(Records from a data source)
________

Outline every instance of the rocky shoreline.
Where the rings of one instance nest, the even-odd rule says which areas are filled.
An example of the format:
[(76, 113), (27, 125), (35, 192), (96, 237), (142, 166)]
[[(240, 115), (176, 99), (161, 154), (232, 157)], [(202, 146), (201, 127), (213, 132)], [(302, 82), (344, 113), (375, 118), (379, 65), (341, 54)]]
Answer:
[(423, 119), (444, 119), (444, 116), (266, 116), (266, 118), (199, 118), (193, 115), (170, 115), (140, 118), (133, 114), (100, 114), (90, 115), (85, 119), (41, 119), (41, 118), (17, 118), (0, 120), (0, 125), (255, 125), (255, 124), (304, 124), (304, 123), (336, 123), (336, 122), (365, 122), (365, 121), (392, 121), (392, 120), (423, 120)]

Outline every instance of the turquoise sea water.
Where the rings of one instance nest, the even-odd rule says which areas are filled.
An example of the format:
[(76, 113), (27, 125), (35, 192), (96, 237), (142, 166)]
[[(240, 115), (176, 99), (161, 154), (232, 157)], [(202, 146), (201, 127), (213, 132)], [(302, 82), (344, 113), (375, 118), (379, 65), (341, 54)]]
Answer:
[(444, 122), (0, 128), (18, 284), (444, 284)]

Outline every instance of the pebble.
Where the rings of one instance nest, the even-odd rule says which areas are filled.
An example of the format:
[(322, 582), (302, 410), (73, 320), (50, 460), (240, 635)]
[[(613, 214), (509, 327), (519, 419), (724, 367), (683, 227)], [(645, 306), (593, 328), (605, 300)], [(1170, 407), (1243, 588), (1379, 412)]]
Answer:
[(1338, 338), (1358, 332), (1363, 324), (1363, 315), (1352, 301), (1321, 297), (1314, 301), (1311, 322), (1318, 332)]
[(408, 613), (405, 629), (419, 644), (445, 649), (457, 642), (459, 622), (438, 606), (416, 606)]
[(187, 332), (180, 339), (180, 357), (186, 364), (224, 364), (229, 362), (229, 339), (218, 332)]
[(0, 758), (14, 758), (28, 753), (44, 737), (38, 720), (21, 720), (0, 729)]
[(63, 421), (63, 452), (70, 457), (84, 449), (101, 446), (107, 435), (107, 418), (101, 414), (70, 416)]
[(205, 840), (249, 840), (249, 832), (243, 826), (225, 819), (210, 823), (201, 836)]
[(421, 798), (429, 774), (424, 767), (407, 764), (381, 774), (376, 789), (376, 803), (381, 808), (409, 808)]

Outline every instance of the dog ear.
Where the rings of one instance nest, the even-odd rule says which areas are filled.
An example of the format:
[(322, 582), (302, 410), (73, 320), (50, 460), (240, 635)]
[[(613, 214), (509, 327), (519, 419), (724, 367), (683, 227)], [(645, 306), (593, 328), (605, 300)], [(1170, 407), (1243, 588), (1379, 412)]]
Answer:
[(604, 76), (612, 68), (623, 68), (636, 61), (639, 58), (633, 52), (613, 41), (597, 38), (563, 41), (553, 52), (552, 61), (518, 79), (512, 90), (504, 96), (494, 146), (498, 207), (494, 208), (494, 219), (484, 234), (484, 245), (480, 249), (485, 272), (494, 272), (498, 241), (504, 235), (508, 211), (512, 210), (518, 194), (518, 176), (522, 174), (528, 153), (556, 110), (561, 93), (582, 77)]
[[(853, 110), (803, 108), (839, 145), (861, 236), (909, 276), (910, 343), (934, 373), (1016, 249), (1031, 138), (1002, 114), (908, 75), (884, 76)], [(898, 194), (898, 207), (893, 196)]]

________

* [WORK INSTRUCTIONS]:
Please transcribe every item above, reproducing each line without change.

* [RESPONSE BELOW]:
Outline every instance of the rocky shoreline.
Where the rings of one instance nest, the even-odd rule says which areas are filled.
An example of the format:
[(76, 113), (27, 125), (35, 192), (96, 237), (142, 166)]
[[(240, 115), (176, 99), (161, 154), (232, 157)], [(202, 146), (201, 127), (213, 132)], [(302, 82), (344, 113), (375, 118), (379, 65), (341, 54)]]
Answer:
[(423, 119), (444, 119), (444, 116), (266, 116), (266, 118), (199, 118), (193, 115), (170, 115), (140, 118), (133, 114), (100, 114), (90, 115), (85, 119), (41, 119), (41, 118), (17, 118), (0, 120), (0, 125), (255, 125), (255, 124), (304, 124), (304, 123), (336, 123), (336, 122), (365, 122), (365, 121), (392, 121), (392, 120), (423, 120)]

Outline every instance of the turquoise sea water.
Where the rings of one instance nest, the even-odd rule says which areas are filled.
An example of the format:
[(76, 113), (27, 125), (35, 192), (96, 237), (142, 166)]
[[(240, 115), (176, 99), (161, 154), (232, 157)], [(202, 146), (201, 127), (213, 132)], [(302, 82), (344, 113), (375, 118), (379, 65), (341, 54)]]
Answer:
[(444, 122), (0, 128), (18, 284), (444, 284)]

Outline every instance of the pebble.
Where the rings of one instance nest, the even-odd rule says which areas are filled.
An example of the format:
[(322, 582), (302, 410), (73, 320), (50, 460), (240, 635)]
[[(613, 214), (509, 327), (519, 419), (724, 367), (683, 227)], [(645, 306), (593, 328), (605, 300)], [(1170, 407), (1243, 588), (1379, 412)]]
Answer:
[(1338, 338), (1358, 332), (1363, 324), (1363, 315), (1352, 301), (1321, 297), (1314, 301), (1311, 322), (1318, 332)]
[(408, 613), (405, 629), (419, 644), (445, 649), (457, 642), (459, 622), (438, 606), (416, 606)]
[(187, 332), (180, 339), (180, 357), (186, 364), (224, 364), (229, 362), (229, 339), (218, 332)]
[(0, 758), (14, 758), (28, 753), (44, 737), (38, 720), (21, 720), (0, 729)]
[(63, 421), (63, 452), (70, 457), (84, 449), (101, 446), (107, 435), (107, 418), (101, 414), (70, 416)]
[(205, 840), (249, 840), (249, 832), (243, 826), (225, 819), (210, 823), (201, 836)]
[(421, 798), (429, 774), (424, 767), (407, 764), (381, 774), (376, 789), (376, 803), (381, 808), (409, 808)]

Outline every instance of the dog ear.
Where the rings of one instance nest, the even-odd rule says which areas are filled.
An example of the format:
[(322, 582), (302, 410), (73, 320), (50, 460), (240, 635)]
[[(613, 214), (509, 327), (519, 419), (724, 367), (683, 227)], [(645, 306), (593, 328), (605, 300)], [(1170, 407), (1243, 588), (1379, 412)]]
Answer:
[(604, 76), (612, 68), (623, 68), (636, 61), (639, 58), (633, 52), (613, 41), (597, 38), (563, 41), (553, 52), (552, 61), (518, 79), (512, 90), (504, 96), (494, 146), (498, 207), (494, 208), (494, 219), (484, 234), (484, 245), (480, 249), (485, 272), (494, 272), (498, 241), (504, 235), (508, 211), (512, 210), (518, 194), (518, 176), (522, 174), (528, 153), (556, 110), (561, 93), (582, 77)]
[[(853, 110), (803, 108), (839, 145), (861, 236), (909, 276), (910, 343), (934, 373), (1016, 249), (1031, 138), (1002, 114), (908, 75), (884, 76)], [(898, 194), (898, 207), (893, 196)]]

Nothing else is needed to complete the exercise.